## The records

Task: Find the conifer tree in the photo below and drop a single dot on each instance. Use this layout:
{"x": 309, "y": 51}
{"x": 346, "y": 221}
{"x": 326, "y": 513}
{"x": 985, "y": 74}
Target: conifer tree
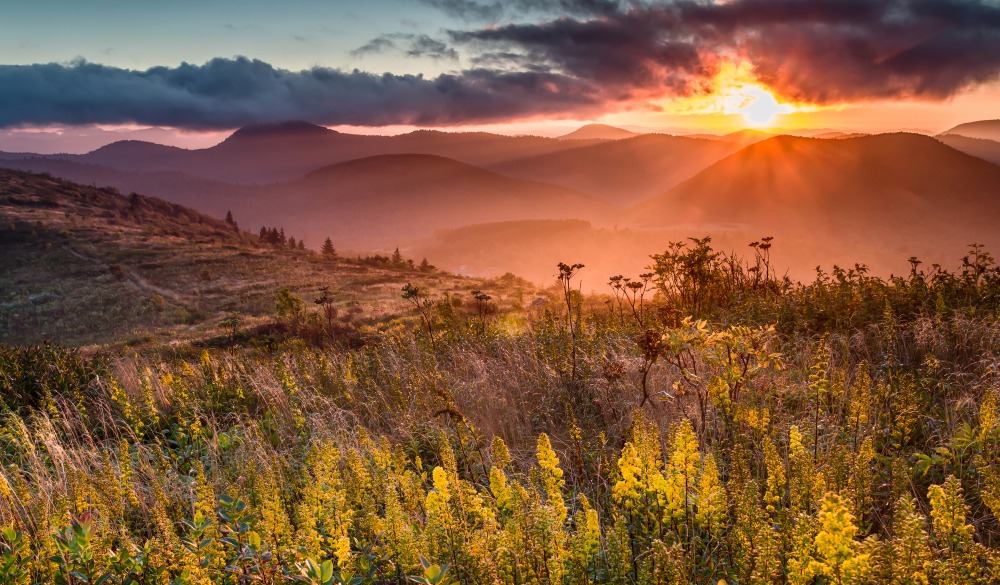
{"x": 328, "y": 250}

## Exercise brief
Leave out the pictures and retype the rest of the entries exactly.

## Task response
Task: Find the conifer tree in the photo below and drop a single dot on each instance. Use this layout:
{"x": 309, "y": 51}
{"x": 346, "y": 221}
{"x": 326, "y": 513}
{"x": 985, "y": 74}
Target: conifer tree
{"x": 328, "y": 250}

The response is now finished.